Write out each line exactly as it stands, please.

[BEGIN]

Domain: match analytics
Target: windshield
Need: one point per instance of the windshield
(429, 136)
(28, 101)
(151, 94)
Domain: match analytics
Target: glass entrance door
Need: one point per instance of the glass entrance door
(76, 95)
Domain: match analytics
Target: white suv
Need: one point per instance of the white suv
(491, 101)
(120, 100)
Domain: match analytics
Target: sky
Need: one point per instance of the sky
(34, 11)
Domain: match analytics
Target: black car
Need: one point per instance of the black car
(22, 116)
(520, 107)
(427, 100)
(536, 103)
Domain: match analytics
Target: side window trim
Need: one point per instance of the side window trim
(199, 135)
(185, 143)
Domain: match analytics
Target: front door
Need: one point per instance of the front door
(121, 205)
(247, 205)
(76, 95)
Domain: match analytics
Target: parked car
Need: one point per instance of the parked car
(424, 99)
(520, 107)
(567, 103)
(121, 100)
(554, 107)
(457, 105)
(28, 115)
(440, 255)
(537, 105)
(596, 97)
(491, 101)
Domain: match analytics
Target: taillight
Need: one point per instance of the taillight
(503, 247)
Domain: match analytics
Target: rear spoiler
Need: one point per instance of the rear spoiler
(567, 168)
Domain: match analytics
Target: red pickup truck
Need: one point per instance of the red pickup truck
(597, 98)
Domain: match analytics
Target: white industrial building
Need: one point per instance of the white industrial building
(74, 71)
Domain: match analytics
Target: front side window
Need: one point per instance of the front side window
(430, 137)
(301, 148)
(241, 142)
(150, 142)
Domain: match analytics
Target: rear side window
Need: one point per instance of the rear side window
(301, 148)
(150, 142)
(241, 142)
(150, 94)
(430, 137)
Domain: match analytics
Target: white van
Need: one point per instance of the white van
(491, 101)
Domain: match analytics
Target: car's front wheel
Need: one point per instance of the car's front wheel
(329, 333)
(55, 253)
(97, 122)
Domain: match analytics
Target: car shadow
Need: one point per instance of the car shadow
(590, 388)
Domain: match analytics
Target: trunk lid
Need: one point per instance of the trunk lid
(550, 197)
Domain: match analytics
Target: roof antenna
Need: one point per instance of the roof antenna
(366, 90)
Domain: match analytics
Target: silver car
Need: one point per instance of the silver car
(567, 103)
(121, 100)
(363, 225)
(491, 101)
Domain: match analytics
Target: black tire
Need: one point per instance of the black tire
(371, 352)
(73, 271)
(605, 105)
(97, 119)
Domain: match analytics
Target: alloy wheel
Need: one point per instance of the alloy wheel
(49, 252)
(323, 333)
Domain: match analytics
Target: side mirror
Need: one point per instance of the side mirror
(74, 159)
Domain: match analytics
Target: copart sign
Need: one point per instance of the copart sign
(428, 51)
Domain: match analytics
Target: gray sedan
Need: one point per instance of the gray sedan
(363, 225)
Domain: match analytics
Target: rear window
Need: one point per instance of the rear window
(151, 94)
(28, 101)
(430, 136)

[END]

Task output |
Domain: match analytics
Target: windshield
Need: one point per instance of the windshield
(429, 136)
(28, 101)
(151, 94)
Domain: match analytics
Target: glass entrance door
Need: one point per instance of the glass entrance door
(76, 95)
Domain: match analytics
Target: white suv
Need: one point per instance of the white suv
(491, 101)
(120, 100)
Domain: match analytics
Target: sky
Need: one point per instance of the sky
(34, 11)
Domain: match analytics
Target: black car
Need: one point per instance of the black car
(22, 116)
(520, 107)
(427, 100)
(536, 103)
Domain: match analytics
Target: side window trim
Need: one point per instance of the side window trim
(199, 135)
(185, 143)
Domain: match analytics
Target: front door
Need: one point per instance of the front door
(121, 205)
(247, 205)
(76, 95)
Domain: match analytics
Target: parked car
Need: one point per instance of the parked car
(424, 99)
(520, 107)
(567, 103)
(121, 100)
(554, 107)
(457, 105)
(28, 115)
(440, 255)
(537, 105)
(596, 97)
(491, 101)
Domain: match analytics
Target: taillight
Need: one point per instance of the taillight
(503, 247)
Domain: match analytics
Target: rear spoiler
Need: one point per instance of the rear spoiler
(567, 168)
Domain: match analytics
Target: red pickup truck
Need: one point per instance of the red pickup truck
(597, 98)
Domain: match analytics
Target: white industrial building
Need: one point per instance of the white industrial building
(74, 71)
Domain: match analytics
Target: front side window
Need: one point per instance of the front side window
(430, 137)
(301, 148)
(241, 142)
(150, 142)
Domain: match analytics
Target: rear side window
Need: one point per instance of the rear side window
(301, 148)
(150, 142)
(241, 142)
(150, 94)
(430, 137)
Domain: match analytics
Target: white van
Need: one point per instance of the white van
(491, 101)
Domain: match analytics
Target: car's front wheel
Need: one point per instance of the car's front wheel
(329, 333)
(55, 253)
(97, 122)
Domain: match analytics
Target: car shadow
Need: one point per instance of the car shadow
(590, 388)
Domain: match analytics
Target: trunk lid
Need: one point per instance of the trunk lid
(550, 197)
Domain: match analytics
Target: roof antenna
Need: one point per instance of the roof antenna
(366, 90)
Domain: match analytics
Target: silver car
Need: one point per instance of the silver car
(567, 103)
(121, 100)
(363, 225)
(491, 101)
Domain: match analytics
Target: black tire
Need: one point per instance of the black tire
(371, 352)
(73, 271)
(605, 105)
(97, 119)
Domain: match analytics
Target: alloy wheel
Need: one point per instance of the alloy wheel
(49, 252)
(323, 333)
Domain: match analytics
Target: side mirror
Need: one point per instance of the side mirror
(74, 159)
Domain: match analytics
Target: copart sign
Need: one point per instance of the copart sign
(428, 51)
Domain: match analytics
Target: gray sedan
Need: one point per instance of the gray sedan
(363, 225)
Domain: match analytics
Target: rear window
Need: one point per instance of the rear window
(151, 94)
(28, 101)
(430, 136)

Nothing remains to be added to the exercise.